EXERCISE OBJECTIVE.
Go through the listing below and say how many lines contain "crimson"; write nothing but the number.

PROVIDED INFORMATION.
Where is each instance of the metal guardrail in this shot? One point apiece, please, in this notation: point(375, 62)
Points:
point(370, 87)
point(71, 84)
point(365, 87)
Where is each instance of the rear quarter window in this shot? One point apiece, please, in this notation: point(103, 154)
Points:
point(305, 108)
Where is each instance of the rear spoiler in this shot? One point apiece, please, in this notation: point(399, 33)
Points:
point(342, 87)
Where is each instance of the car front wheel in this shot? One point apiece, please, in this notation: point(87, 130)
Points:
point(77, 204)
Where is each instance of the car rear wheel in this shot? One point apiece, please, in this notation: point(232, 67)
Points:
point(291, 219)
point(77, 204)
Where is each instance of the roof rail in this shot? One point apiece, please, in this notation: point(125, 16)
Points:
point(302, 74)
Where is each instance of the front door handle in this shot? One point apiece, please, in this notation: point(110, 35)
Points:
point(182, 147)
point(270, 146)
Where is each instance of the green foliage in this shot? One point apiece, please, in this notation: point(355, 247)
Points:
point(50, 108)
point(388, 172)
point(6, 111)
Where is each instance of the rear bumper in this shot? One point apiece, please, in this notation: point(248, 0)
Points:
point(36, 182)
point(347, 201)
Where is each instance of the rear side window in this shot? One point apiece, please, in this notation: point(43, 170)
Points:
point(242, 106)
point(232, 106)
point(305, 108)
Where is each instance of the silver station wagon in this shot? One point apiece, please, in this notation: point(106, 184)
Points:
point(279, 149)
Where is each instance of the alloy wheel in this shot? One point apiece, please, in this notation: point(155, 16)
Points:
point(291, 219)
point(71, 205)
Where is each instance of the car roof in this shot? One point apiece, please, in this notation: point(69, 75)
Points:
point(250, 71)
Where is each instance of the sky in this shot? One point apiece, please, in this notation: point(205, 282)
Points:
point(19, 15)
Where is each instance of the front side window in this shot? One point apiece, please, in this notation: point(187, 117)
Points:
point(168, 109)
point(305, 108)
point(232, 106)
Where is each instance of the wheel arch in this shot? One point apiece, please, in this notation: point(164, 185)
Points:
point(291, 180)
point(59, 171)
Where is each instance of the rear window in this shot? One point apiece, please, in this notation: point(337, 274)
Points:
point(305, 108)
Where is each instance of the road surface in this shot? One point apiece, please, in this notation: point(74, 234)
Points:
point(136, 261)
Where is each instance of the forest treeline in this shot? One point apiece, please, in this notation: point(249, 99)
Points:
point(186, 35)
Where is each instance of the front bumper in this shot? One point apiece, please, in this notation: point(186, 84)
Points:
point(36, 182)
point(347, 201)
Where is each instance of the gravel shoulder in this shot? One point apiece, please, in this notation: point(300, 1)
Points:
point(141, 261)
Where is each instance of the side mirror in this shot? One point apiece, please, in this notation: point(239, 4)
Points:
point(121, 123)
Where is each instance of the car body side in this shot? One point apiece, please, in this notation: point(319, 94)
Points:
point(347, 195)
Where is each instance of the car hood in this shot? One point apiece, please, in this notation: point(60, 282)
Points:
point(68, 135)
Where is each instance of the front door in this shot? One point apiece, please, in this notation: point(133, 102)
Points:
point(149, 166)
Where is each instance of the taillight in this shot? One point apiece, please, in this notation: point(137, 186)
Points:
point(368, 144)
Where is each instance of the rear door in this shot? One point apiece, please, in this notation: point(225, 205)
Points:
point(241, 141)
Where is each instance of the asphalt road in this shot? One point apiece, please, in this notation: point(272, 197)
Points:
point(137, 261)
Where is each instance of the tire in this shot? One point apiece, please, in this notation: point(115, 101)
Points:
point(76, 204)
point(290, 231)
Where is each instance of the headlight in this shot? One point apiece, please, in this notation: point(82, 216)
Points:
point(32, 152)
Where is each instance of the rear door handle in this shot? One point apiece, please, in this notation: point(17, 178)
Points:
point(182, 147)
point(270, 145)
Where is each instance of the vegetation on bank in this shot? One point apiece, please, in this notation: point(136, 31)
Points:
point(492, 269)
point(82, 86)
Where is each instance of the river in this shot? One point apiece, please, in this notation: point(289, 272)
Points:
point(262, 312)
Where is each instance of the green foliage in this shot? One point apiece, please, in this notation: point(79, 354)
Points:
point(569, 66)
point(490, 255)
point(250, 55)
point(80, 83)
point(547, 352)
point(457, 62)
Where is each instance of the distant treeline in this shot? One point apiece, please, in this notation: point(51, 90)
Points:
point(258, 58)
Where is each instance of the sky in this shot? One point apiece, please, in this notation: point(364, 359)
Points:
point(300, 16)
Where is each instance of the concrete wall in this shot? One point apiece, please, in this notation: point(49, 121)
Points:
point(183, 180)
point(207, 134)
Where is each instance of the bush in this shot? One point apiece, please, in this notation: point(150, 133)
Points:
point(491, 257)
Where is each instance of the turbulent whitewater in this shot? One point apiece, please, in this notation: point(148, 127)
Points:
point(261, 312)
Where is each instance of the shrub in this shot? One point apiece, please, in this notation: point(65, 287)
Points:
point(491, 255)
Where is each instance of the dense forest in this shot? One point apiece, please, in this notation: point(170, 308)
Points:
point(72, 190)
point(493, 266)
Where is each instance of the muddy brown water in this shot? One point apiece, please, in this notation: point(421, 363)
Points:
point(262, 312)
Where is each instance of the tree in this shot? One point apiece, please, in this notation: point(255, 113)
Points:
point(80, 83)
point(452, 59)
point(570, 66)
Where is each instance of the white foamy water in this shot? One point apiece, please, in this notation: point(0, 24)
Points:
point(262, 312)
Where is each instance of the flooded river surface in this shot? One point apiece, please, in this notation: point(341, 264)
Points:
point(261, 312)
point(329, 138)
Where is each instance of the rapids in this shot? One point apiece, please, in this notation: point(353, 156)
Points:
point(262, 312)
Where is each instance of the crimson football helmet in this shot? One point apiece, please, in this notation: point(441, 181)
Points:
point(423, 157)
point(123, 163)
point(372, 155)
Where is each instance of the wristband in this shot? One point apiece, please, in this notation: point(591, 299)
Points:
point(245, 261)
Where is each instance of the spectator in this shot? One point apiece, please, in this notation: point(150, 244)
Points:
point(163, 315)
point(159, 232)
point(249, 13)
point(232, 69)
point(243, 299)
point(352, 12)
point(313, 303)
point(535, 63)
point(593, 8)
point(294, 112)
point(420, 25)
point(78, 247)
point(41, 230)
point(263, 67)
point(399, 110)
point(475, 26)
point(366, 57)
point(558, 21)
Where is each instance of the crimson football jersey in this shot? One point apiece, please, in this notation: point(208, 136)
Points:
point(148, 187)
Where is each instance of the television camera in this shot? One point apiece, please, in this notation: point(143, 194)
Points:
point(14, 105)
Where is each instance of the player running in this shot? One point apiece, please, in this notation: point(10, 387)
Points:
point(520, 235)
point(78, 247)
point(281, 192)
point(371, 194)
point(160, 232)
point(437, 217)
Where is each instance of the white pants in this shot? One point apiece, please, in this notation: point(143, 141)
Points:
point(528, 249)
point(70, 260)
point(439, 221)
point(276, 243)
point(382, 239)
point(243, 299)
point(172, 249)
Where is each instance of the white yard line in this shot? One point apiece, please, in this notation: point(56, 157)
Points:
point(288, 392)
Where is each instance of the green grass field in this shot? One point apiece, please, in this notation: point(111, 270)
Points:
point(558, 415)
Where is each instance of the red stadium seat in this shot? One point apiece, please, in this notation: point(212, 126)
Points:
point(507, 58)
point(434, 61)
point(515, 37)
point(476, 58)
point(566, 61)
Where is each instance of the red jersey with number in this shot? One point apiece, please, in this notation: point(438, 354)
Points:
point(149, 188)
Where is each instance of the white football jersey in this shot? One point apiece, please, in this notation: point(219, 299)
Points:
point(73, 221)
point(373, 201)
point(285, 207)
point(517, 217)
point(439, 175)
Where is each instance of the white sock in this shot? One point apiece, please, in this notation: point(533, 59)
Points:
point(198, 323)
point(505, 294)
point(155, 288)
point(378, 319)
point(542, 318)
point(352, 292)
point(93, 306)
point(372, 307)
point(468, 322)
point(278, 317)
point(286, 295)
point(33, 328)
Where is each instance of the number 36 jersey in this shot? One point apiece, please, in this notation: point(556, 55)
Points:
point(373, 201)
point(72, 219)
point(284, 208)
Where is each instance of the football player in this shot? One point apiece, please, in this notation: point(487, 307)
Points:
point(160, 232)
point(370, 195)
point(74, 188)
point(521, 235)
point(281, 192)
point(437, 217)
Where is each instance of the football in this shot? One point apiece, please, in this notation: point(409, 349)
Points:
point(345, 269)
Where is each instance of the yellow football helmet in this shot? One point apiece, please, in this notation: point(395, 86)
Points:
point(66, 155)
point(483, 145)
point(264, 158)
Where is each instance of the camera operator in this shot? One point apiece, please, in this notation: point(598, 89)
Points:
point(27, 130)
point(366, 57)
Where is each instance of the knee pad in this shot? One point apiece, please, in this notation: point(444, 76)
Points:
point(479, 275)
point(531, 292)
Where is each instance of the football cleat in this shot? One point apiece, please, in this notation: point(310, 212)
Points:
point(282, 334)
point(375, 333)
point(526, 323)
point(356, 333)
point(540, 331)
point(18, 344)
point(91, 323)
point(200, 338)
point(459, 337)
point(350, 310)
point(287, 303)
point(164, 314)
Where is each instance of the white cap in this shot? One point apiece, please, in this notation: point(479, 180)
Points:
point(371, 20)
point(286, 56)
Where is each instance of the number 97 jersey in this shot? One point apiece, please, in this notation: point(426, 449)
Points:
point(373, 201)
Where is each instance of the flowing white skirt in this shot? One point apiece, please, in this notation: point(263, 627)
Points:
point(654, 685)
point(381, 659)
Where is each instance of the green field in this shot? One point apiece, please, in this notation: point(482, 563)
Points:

WRITTEN ANSWER.
2